BEGIN Extract provided

Figure 2 illustrates the optimized model based on the hierarchical harvesting. An OAI-PMH proxy dynamically forwards requests to DPs from value-added services. When transmitting the response, it can dynamically fix common XML encoding errors and translate between different OAI-PMH versions. An OAI-PMH cache caches metadata, which it can filter and refine before re-exposing the data to SPs. As a cache, it reduces the load on source DPs and improves DP availability. An OAI-PMH gateway can convert the OAI-PMH to other protocols and applications. For example, a gateway could provide value-added services like automatic citation extraction, or conversion between different protocols (SOAP, Z39.50) and OAI-PMH. End-user services provide various services, such as search and citation linking. Figure 2 illustrates how each layer may fetch data from any of its lower layers depending on availability and service type.
4 Data Provider
DPs to expose hidden content to add-on services. (We define "hidden" as both data that cannot be accessed via the Web, and data that can only be accessed through proprietary web interfaces.)
A DP, using OAI-PMH, exposes metadata for the resources for which it is responsible. Any (or many) metadata formats may be exposed for any given resource, although to be OAI-PMH compliant the DP must support a Dublin Core export.
A DP does not necessarily provide any added value from the end-user's perspective; it simply gives OAI-PMH compliant harvesters access to the raw metadata in the repository. However, a richer metadata resource allows more interesting services to be built on top of it. For example, DPs that are collections of research literature (articles with bibliographies), may export the resource's reference list as well as the current authors, title, and so on.
The first step to building value-added services on repositories is harvesting their metadata. Where there are OAI-PMH implementation faults, SPs must try to work around these problems, or, as we suggest, use a separate layer to fix errors with the DP's implementation: an OAI-PMH proxy.
5 OAI-PMH Proxy
From a harvester's point of view, the most convenient solution to incorrectly implemented DPs is to place a layer (i.e., a proxy) over source repositories that can be trusted to provide correct responses to the harvester's requests. The proxy can protect the network from erroneous and malicious clients; for example, a proxy can serve as the single point-of-entry to the outside world to DPs inside firewalls.
An OAI-PMH proxy can either act as an HTTP proxy or can be OAI-PMH-specific. As an HTTP proxy, it effectively becomes a transparent layer accepting HTTP requests and responding with HTTP responses. As an OAI-PMH-specific proxy, it must re-write request URLs; for an example of mapping a given subdirectory to a source baseURL, see Figure 3.

END Extract provided
BEGIN Excerpted records

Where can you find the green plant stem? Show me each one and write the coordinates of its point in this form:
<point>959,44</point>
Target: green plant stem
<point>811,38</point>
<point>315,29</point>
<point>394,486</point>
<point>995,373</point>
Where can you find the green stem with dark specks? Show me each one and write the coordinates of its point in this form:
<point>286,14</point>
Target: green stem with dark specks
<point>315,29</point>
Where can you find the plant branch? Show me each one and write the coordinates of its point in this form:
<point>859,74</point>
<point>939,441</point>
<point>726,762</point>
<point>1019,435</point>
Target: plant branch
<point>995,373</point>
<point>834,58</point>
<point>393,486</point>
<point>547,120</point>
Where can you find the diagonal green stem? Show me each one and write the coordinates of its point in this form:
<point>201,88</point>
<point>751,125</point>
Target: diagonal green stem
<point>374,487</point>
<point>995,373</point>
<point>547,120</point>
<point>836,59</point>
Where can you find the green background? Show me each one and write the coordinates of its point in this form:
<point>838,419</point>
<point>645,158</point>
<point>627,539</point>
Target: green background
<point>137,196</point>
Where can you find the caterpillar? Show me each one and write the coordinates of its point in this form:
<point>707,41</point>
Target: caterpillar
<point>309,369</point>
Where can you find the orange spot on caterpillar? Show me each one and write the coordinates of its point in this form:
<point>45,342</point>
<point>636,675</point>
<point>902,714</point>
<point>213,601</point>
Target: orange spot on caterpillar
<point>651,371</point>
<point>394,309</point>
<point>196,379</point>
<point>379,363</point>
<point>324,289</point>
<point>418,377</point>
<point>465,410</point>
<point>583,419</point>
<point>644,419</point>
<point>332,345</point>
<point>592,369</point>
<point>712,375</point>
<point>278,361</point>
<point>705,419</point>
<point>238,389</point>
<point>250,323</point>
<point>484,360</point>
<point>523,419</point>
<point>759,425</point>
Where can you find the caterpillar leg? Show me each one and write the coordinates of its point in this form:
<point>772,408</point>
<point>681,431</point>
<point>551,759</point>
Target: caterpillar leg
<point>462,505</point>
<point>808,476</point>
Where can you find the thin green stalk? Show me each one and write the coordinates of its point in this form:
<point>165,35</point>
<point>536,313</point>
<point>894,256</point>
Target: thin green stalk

END Excerpted records

» Task list
**1.** Reproduce the passage of the OAI-PMH text from "5 OAI-PMH Proxy" to "see Figure 3.".
**2.** Transcribe the entries verbatim from the line with "Where can you find the orange" through the final line of the entries, including both of those lines.

» The responses
**1.**
5 OAI-PMH Proxy
From a harvester's point of view, the most convenient solution to incorrectly implemented DPs is to place a layer (i.e., a proxy) over source repositories that can be trusted to provide correct responses to the harvester's requests. The proxy can protect the network from erroneous and malicious clients; for example, a proxy can serve as the single point-of-entry to the outside world to DPs inside firewalls.
An OAI-PMH proxy can either act as an HTTP proxy or can be OAI-PMH-specific. As an HTTP proxy, it effectively becomes a transparent layer accepting HTTP requests and responding with HTTP responses. As an OAI-PMH-specific proxy, it must re-write request URLs; for an example of mapping a given subdirectory to a source baseURL, see Figure 3.

**2.**
Where can you find the orange spot on caterpillar? Show me each one and write the coordinates of its point in this form:
<point>45,342</point>
<point>636,675</point>
<point>902,714</point>
<point>213,601</point>
Target: orange spot on caterpillar
<point>651,371</point>
<point>394,309</point>
<point>196,379</point>
<point>379,363</point>
<point>324,289</point>
<point>418,377</point>
<point>465,410</point>
<point>583,419</point>
<point>644,419</point>
<point>332,345</point>
<point>592,369</point>
<point>712,375</point>
<point>278,361</point>
<point>705,419</point>
<point>238,389</point>
<point>250,323</point>
<point>484,360</point>
<point>523,419</point>
<point>759,425</point>
Where can you find the caterpillar leg? Show me each one and write the coordinates of its point in this form:
<point>772,408</point>
<point>681,431</point>
<point>551,759</point>
Target: caterpillar leg
<point>462,505</point>
<point>808,476</point>
Where can you find the thin green stalk? Show me each one and write the coordinates of its point in this form:
<point>165,35</point>
<point>536,313</point>
<point>894,256</point>
Target: thin green stalk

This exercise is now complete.